### Provided data
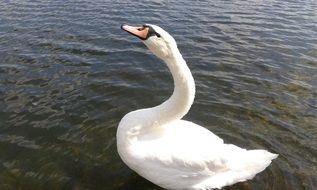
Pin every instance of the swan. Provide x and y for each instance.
(174, 153)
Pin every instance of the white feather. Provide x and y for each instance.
(178, 154)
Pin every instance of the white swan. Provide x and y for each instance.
(174, 153)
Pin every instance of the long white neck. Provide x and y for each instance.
(184, 91)
(138, 123)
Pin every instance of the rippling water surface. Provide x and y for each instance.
(68, 74)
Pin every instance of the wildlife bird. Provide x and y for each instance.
(174, 153)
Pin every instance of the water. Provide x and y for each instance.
(68, 74)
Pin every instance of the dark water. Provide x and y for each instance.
(68, 74)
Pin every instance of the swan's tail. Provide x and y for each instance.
(241, 167)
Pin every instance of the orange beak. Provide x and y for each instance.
(140, 32)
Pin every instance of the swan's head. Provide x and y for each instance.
(161, 43)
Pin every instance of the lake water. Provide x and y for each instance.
(68, 74)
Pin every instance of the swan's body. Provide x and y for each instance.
(174, 153)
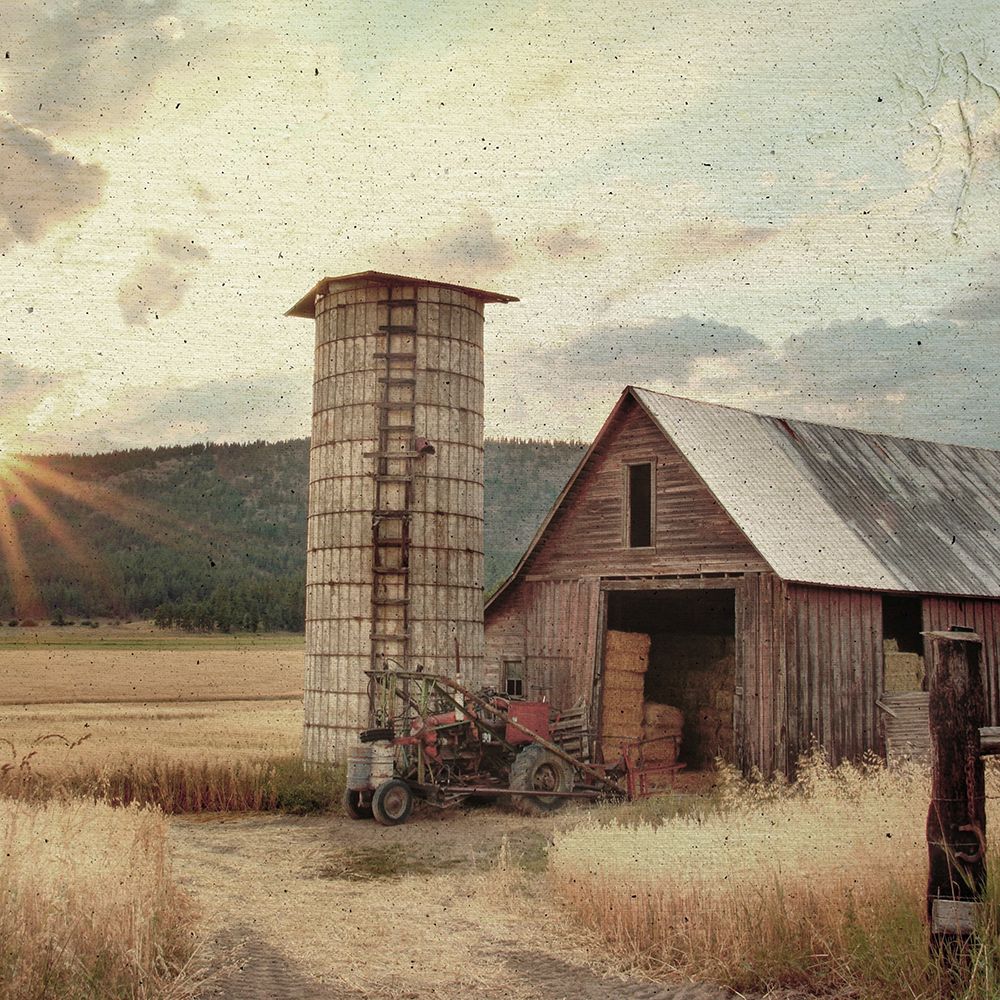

### Aim of the task
Could you update the entries from the line with "Pin every instance of the white swan." through the end of the entries, replacing "water" with "pond" and keeping everything else the same? Leave the pictures out of your answer.

### Result for this exercise
Pin every instance of the white swan. Provide x and y for each instance.
(174, 153)
Pin every instance of the long white neck. Provide x and y for each instance.
(184, 91)
(138, 123)
Pin every instance of the rippling pond surface. Provide x and y for each instance.
(68, 74)
Pin every instance of the wildlife bird. Provide x and y for each instance.
(174, 153)
Pin every instance of the pond. Provide x and y for each instance.
(68, 74)
Pin every instance of the dark pond. Provide x and y for each instance.
(68, 74)
Pin every instance of the swan's tail. Provide x and y for each instance.
(241, 167)
Pin every instance of the orange beak. Provide x and y for each instance.
(140, 32)
Pin every instance of the swan's head. Provide x and y for each instance.
(161, 43)
Pin every instance of the lake pond. Provide x and y for each instance.
(68, 74)
Pin every instance of the swan's body. Provide x and y for each instance.
(174, 153)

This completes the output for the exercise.